» **To be done**
Locate each line of the data that contains the word "instance", and copy those lines out.

» **Supplied information**

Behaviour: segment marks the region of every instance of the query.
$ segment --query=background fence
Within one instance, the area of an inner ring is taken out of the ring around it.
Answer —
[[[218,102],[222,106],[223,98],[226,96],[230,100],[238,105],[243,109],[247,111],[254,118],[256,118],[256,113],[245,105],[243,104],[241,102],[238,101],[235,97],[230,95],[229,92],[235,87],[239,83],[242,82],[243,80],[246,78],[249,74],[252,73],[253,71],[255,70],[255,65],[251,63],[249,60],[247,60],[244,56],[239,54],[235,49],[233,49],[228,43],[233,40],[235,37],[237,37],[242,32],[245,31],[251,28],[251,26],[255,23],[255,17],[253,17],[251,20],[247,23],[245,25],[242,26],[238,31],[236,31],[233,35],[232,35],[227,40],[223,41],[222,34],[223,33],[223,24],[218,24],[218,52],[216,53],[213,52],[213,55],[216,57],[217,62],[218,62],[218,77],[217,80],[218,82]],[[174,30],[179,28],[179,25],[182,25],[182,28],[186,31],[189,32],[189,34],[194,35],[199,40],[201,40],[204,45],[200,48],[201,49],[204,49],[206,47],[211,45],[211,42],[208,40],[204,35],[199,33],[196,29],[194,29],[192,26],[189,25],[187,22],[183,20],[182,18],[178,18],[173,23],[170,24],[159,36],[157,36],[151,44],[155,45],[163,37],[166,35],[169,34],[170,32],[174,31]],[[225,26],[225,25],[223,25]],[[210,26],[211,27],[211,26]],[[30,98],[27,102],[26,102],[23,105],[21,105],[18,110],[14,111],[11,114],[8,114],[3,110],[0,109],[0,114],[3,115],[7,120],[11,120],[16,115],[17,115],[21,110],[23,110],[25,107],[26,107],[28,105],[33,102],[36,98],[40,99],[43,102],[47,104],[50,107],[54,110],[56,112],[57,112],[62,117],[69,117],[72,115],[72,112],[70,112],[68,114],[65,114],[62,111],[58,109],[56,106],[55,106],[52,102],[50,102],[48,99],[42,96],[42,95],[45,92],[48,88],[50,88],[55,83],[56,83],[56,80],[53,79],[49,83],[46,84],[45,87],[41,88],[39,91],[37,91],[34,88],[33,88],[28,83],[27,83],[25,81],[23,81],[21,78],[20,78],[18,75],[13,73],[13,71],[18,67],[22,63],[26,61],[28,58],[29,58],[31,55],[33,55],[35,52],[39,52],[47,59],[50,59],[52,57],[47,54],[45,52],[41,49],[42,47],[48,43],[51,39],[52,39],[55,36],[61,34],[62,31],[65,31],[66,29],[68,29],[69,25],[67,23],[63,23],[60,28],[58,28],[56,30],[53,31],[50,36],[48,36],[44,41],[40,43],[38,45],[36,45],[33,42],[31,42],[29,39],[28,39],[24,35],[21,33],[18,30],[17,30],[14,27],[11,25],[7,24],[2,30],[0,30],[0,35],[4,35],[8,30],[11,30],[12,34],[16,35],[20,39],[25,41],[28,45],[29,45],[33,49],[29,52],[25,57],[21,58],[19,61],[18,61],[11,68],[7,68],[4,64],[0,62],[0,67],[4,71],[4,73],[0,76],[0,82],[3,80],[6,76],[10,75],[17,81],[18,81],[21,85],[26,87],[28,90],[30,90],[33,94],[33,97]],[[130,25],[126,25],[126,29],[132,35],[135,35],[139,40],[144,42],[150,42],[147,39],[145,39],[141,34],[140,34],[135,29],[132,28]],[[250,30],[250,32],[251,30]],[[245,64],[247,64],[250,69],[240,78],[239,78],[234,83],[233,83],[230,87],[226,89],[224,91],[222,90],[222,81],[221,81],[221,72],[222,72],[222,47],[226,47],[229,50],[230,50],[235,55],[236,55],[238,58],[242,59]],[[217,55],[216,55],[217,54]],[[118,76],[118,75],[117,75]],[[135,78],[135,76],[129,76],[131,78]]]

» **The output**
Behaviour: segment marks the region of every instance of the query.
Within one instance, the area of an inner ring is taken out of the ring around it.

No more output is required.